Items from a data source
........

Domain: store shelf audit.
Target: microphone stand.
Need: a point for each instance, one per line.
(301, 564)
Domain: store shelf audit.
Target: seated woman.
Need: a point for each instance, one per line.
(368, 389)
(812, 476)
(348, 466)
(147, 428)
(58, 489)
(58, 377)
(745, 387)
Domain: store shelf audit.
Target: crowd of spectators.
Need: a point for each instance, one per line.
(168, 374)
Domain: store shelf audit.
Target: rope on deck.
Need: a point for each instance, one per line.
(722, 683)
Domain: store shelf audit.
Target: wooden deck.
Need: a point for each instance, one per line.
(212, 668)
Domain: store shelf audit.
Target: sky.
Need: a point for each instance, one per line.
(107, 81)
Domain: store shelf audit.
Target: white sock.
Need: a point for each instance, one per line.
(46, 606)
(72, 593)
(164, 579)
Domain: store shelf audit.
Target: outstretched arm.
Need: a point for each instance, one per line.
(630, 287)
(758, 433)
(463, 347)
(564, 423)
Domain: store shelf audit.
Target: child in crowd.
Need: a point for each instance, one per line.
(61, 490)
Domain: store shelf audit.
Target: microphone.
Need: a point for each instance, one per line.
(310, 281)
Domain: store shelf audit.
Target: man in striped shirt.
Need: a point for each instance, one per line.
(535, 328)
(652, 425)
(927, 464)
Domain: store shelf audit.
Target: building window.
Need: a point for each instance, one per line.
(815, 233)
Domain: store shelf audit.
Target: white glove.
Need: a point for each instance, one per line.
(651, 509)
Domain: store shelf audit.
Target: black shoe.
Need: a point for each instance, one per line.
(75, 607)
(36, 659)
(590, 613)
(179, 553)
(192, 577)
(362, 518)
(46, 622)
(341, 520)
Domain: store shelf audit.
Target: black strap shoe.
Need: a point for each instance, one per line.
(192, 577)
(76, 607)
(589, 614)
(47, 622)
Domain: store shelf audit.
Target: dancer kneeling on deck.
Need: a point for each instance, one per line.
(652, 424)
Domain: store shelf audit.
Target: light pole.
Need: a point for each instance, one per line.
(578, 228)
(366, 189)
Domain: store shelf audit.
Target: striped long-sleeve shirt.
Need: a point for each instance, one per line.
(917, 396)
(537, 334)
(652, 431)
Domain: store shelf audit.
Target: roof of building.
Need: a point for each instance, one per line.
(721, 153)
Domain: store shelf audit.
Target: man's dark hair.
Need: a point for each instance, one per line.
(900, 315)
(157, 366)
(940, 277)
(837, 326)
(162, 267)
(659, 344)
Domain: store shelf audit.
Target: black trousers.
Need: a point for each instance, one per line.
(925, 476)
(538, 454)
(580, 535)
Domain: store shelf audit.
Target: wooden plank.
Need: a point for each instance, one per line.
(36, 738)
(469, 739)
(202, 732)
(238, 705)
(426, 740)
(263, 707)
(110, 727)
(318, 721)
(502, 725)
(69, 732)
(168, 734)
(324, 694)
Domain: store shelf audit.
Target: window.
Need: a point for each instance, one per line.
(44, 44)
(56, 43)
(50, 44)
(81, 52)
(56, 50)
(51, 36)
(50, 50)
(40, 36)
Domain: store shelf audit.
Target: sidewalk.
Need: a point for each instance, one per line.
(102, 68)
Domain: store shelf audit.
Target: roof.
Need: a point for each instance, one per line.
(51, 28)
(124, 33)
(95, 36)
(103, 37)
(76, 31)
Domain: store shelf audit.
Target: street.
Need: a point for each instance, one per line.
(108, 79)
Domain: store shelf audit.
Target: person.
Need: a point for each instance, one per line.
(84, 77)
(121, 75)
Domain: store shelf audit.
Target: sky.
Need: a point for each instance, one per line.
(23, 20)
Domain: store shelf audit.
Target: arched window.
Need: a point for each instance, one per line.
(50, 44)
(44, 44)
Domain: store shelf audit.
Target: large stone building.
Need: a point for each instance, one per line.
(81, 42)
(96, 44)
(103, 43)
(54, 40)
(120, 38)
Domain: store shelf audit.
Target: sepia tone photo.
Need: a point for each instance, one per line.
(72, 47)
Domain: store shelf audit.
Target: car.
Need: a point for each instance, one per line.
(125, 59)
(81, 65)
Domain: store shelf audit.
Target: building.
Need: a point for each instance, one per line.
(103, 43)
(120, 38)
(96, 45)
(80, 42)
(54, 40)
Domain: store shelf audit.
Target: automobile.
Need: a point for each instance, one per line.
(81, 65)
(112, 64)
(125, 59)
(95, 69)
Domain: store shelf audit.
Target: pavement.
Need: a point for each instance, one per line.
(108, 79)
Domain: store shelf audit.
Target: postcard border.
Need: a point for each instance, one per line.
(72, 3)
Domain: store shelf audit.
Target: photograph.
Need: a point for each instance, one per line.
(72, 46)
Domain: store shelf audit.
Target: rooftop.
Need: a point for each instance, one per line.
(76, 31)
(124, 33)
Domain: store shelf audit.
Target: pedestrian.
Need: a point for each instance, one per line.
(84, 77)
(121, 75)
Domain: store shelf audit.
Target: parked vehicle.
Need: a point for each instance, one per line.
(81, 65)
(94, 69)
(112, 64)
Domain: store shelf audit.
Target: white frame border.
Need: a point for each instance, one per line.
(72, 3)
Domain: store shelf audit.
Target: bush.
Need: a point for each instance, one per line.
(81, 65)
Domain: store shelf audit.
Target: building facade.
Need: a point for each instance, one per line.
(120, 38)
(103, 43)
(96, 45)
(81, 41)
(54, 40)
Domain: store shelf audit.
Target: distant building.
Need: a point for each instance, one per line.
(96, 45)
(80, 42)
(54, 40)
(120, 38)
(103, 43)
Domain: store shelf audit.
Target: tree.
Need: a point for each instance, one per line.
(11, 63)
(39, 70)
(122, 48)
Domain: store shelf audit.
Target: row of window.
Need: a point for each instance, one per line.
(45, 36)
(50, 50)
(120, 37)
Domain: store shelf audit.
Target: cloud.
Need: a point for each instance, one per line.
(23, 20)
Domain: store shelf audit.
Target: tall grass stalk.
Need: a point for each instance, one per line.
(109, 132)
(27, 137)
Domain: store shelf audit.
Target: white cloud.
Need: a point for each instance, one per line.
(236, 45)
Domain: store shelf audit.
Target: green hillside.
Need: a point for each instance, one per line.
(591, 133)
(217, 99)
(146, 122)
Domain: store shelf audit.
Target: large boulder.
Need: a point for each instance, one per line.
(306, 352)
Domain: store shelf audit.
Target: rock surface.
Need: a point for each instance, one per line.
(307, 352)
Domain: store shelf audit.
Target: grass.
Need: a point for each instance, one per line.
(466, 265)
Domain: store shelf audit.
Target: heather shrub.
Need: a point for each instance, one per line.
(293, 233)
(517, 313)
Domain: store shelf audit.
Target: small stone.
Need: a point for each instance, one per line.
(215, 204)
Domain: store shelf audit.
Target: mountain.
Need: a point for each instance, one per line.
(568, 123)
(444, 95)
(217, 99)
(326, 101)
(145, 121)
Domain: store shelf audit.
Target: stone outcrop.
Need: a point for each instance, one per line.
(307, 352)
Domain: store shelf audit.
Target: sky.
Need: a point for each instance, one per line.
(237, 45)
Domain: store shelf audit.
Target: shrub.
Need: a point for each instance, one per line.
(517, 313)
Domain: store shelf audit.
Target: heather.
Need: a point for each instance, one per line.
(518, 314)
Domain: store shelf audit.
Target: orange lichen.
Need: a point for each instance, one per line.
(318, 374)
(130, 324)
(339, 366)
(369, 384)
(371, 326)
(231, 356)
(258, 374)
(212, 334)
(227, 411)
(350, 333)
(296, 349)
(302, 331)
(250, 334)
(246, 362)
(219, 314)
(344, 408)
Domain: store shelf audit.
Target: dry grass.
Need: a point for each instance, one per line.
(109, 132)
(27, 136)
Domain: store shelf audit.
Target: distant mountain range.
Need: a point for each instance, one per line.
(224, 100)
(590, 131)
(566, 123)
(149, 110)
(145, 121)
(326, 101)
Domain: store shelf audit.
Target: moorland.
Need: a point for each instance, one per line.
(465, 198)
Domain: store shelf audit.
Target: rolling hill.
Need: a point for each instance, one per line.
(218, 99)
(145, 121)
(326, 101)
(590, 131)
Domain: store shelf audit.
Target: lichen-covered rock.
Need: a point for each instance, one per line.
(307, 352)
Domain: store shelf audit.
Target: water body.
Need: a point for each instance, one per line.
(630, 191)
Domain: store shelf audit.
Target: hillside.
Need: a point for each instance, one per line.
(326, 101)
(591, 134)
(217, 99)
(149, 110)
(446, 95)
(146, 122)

........

◆ **What you have to do**
List every line in the listing above that contains the string "grass", matching case exactly.

◆ **The reply**
Target: tall grass stalk.
Target: grass.
Target: dry grass.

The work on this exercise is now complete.